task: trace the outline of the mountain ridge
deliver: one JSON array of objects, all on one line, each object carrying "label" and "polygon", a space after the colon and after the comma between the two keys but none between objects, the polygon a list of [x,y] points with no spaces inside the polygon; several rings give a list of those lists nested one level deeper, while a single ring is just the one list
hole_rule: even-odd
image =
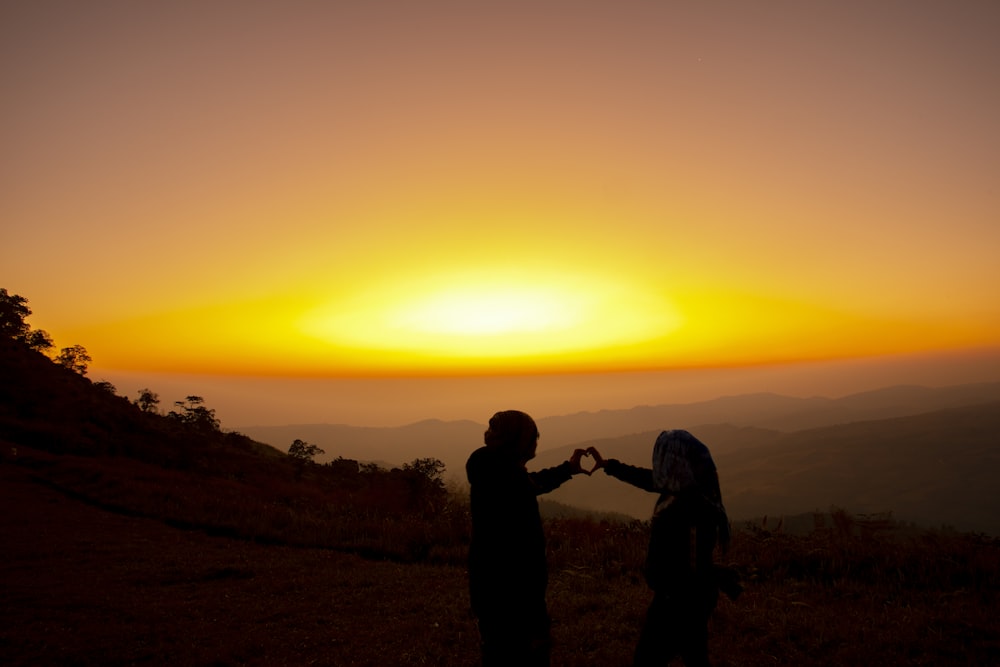
[{"label": "mountain ridge", "polygon": [[[730,518],[825,512],[893,512],[928,526],[1000,534],[1000,401],[907,417],[780,432],[727,424],[691,430],[713,452]],[[658,431],[579,443],[606,458],[649,467]],[[554,465],[567,446],[530,467]],[[654,496],[600,473],[552,499],[648,518]]]},{"label": "mountain ridge", "polygon": [[[584,411],[536,418],[536,421],[541,432],[541,453],[603,437],[665,428],[728,423],[792,432],[995,400],[1000,400],[1000,382],[936,388],[898,385],[841,398],[795,398],[765,392],[695,403]],[[325,450],[317,461],[341,456],[399,465],[417,456],[434,456],[444,461],[449,471],[457,473],[469,453],[482,443],[486,423],[425,419],[392,427],[314,423],[242,426],[235,430],[282,451],[295,439],[306,440]]]},{"label": "mountain ridge", "polygon": [[[0,341],[0,371],[0,443],[11,457],[23,445],[109,460],[131,457],[171,470],[228,471],[238,479],[267,477],[287,462],[283,452],[293,439],[306,439],[327,450],[323,460],[393,467],[438,458],[451,479],[464,483],[465,460],[485,429],[471,420],[426,419],[396,428],[334,427],[336,437],[329,440],[313,437],[329,437],[329,425],[271,434],[287,436],[283,442],[253,439],[221,431],[211,420],[192,421],[186,409],[144,411],[106,383],[92,383],[16,341]],[[687,428],[711,448],[734,520],[836,505],[1000,534],[1000,497],[993,492],[1000,477],[998,393],[1000,383],[904,386],[842,399],[756,394],[542,418],[543,449],[529,468],[558,464],[574,447],[588,445],[647,465],[660,430]],[[197,414],[211,417],[212,411]],[[864,419],[873,415],[881,418]],[[811,426],[799,428],[803,423]],[[577,477],[546,499],[636,518],[648,517],[652,500],[600,473]]]}]

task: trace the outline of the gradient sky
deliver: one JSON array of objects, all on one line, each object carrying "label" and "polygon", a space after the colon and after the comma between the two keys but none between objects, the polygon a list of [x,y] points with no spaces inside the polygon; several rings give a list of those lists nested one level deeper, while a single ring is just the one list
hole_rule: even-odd
[{"label": "gradient sky", "polygon": [[95,372],[1000,346],[1000,3],[8,2],[0,286]]}]

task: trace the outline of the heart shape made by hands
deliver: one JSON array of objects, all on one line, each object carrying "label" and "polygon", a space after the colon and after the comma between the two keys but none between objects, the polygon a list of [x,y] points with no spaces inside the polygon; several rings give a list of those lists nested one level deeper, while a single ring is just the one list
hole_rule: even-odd
[{"label": "heart shape made by hands", "polygon": [[[583,459],[585,459],[585,458],[594,459],[594,465],[593,465],[593,467],[591,467],[590,470],[587,470],[586,468],[583,467]],[[597,459],[594,458],[593,454],[591,454],[590,452],[584,452],[583,455],[580,456],[580,469],[583,470],[583,472],[587,473],[588,477],[590,475],[593,475],[595,472],[597,472],[597,468],[598,468]]]}]

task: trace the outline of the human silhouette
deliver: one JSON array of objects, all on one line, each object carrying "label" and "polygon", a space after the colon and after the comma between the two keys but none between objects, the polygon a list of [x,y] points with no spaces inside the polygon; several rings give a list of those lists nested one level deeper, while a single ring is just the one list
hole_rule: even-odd
[{"label": "human silhouette", "polygon": [[708,619],[720,587],[733,598],[742,590],[734,571],[713,563],[716,544],[728,550],[730,533],[708,447],[687,431],[670,430],[656,439],[652,468],[605,460],[593,447],[587,453],[595,470],[659,494],[645,564],[653,601],[634,665],[666,665],[679,655],[687,667],[707,666]]},{"label": "human silhouette", "polygon": [[549,664],[548,569],[537,496],[585,472],[580,458],[586,452],[577,449],[558,466],[528,472],[538,436],[524,412],[498,412],[483,436],[485,446],[465,466],[472,511],[469,594],[484,667]]}]

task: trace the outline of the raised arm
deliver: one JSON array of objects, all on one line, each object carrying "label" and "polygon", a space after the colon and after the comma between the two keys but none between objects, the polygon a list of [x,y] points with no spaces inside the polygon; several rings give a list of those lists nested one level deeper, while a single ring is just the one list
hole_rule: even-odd
[{"label": "raised arm", "polygon": [[528,478],[535,487],[535,495],[541,495],[554,491],[568,481],[573,475],[590,473],[580,466],[580,459],[586,454],[586,450],[577,449],[567,461],[563,461],[552,468],[545,468],[537,472],[529,472]]},{"label": "raised arm", "polygon": [[606,475],[611,475],[643,491],[658,492],[656,486],[653,484],[653,471],[649,468],[640,468],[622,463],[618,459],[605,459],[595,447],[589,447],[587,453],[594,457],[594,470],[598,468],[603,469]]}]

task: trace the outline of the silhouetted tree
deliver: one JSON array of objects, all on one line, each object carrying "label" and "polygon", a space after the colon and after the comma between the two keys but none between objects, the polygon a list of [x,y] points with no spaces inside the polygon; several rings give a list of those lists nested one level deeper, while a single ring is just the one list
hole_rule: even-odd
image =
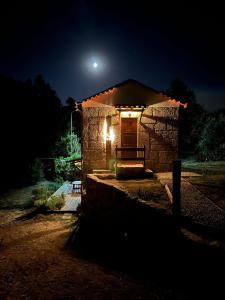
[{"label": "silhouetted tree", "polygon": [[75,100],[72,97],[69,97],[66,100],[66,104],[70,107],[71,111],[74,110],[75,107]]},{"label": "silhouetted tree", "polygon": [[193,90],[180,79],[173,80],[165,93],[182,103],[188,103],[186,109],[180,109],[179,152],[180,155],[193,152],[197,148],[206,112],[196,101]]},{"label": "silhouetted tree", "polygon": [[61,102],[41,75],[32,82],[0,76],[2,187],[29,181],[36,157],[50,156],[59,135]]},{"label": "silhouetted tree", "polygon": [[200,160],[225,159],[225,115],[209,114],[203,127],[199,143]]}]

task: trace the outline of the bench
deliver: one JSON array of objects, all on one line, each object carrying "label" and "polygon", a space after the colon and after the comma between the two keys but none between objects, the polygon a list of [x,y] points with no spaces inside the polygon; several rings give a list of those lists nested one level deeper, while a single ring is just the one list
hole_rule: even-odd
[{"label": "bench", "polygon": [[74,191],[75,193],[81,193],[82,186],[80,180],[72,181],[72,185],[73,185],[72,191]]}]

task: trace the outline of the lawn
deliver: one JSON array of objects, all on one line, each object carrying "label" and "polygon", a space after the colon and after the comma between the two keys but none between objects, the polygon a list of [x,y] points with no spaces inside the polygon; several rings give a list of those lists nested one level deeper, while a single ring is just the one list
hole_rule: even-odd
[{"label": "lawn", "polygon": [[199,177],[190,177],[188,181],[225,210],[225,161],[184,160],[182,169],[202,174]]},{"label": "lawn", "polygon": [[193,171],[203,175],[225,175],[225,161],[196,161],[196,160],[182,160],[183,171]]}]

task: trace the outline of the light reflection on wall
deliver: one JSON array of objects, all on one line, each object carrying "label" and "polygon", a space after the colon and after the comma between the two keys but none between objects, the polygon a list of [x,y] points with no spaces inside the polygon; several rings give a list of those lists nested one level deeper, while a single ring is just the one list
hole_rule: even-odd
[{"label": "light reflection on wall", "polygon": [[107,140],[107,122],[106,122],[106,119],[105,119],[104,124],[103,124],[102,135],[103,135],[103,141],[104,141],[104,143],[106,143],[106,140]]},{"label": "light reflection on wall", "polygon": [[108,128],[106,119],[104,120],[103,124],[102,136],[104,143],[106,143],[107,140],[111,142],[114,142],[115,140],[115,133],[113,131],[113,128],[111,126]]},{"label": "light reflection on wall", "polygon": [[111,141],[112,143],[113,143],[114,140],[115,140],[115,134],[114,134],[112,128],[109,129],[109,139],[110,139],[110,141]]}]

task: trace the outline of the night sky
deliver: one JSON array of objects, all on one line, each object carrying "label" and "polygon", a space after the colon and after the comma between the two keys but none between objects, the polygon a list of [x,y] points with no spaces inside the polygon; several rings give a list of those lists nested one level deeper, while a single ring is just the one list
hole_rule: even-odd
[{"label": "night sky", "polygon": [[128,78],[158,90],[180,78],[206,109],[225,107],[225,18],[216,1],[54,2],[1,4],[1,74],[41,73],[63,102]]}]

++++++++

Task requirements: When you find a line in the records that contains the word "outline", copy it.

Expected output:
task: trace the outline of the mountain ridge
task: trace the outline of the gradient sky
task: trace the outline of the heart shape made by hands
task: trace the outline of the human silhouette
task: trace the outline of the raised arm
task: trace the outline of the silhouetted tree
task: trace the outline of the bench
task: trace the outline of the lawn
task: trace the outline of the light reflection on wall
task: trace the outline of the night sky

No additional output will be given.